> _Short exercise_
Please format the listing below as a Markdown table with the columns "Row" and "Entry," giving each line a numbered row and skipping blank lines. Leave the pictures out of the table.

> _Pointing records_

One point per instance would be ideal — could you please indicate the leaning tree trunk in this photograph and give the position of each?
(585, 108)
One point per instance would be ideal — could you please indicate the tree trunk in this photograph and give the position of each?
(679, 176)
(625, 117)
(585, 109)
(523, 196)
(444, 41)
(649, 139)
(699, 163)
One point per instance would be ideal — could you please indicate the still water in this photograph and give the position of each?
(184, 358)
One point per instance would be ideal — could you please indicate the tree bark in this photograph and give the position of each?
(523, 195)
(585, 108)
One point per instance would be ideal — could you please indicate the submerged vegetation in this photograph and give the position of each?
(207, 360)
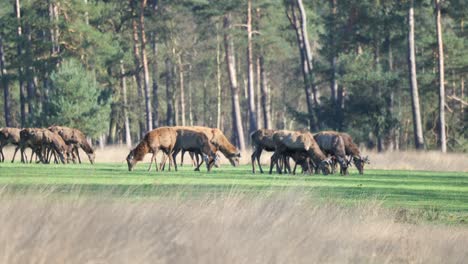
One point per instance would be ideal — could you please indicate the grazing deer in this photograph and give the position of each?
(196, 142)
(9, 135)
(294, 141)
(163, 138)
(76, 138)
(331, 143)
(219, 140)
(262, 139)
(354, 154)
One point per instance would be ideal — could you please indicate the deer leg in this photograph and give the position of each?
(272, 161)
(172, 159)
(77, 154)
(182, 158)
(153, 158)
(252, 159)
(199, 162)
(258, 155)
(14, 154)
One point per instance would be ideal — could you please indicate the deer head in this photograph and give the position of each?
(235, 159)
(131, 161)
(360, 162)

> _Response to this exercise_
| Row | Entry |
|---|---|
| 1 | One point per instance would be ideal — could you please indicate the leaning tree trunk in this photograph and give the position of each? |
| 2 | (585, 108) |
| 3 | One point per instance would be ideal — could you please indicate the tree trunk in this photograph and give the position of each? |
| 4 | (679, 176) |
| 5 | (625, 117) |
| 6 | (585, 109) |
| 7 | (523, 196) |
| 8 | (444, 41) |
| 9 | (649, 139) |
| 10 | (699, 163) |
| 11 | One point per instance would be ideal — could you please indicate the still water in this photograph and give the position of each? |
| 12 | (184, 358) |
| 13 | One point per instance would be ideal — could you please indicate the tree bark in this photograph and give the position of each? |
| 14 | (523, 195) |
| 15 | (585, 108) |
| 16 | One point per instance would be ideal — could you please indicate the submerged vegetation in this photograph and give the position of each? |
| 17 | (207, 360) |
| 18 | One point per instance would be ideal — could you please indicate the grazing deer in this photograph and give the position of each? |
| 19 | (196, 142) |
| 20 | (9, 135) |
| 21 | (294, 141) |
| 22 | (163, 138) |
| 23 | (76, 138) |
| 24 | (331, 143) |
| 25 | (219, 140) |
| 26 | (262, 139) |
| 27 | (354, 154) |
| 28 | One point per instance would be ideal — could you please indicate the deer leg in this photograph and give the position of each? |
| 29 | (272, 161) |
| 30 | (172, 159) |
| 31 | (77, 154) |
| 32 | (182, 158) |
| 33 | (153, 158) |
| 34 | (252, 159) |
| 35 | (199, 162) |
| 36 | (258, 155) |
| 37 | (14, 154) |
| 38 | One point per instance would be ideal — could you please indicate the deer head in this photograph and give the position of each? |
| 39 | (235, 159) |
| 40 | (131, 161) |
| 41 | (360, 162) |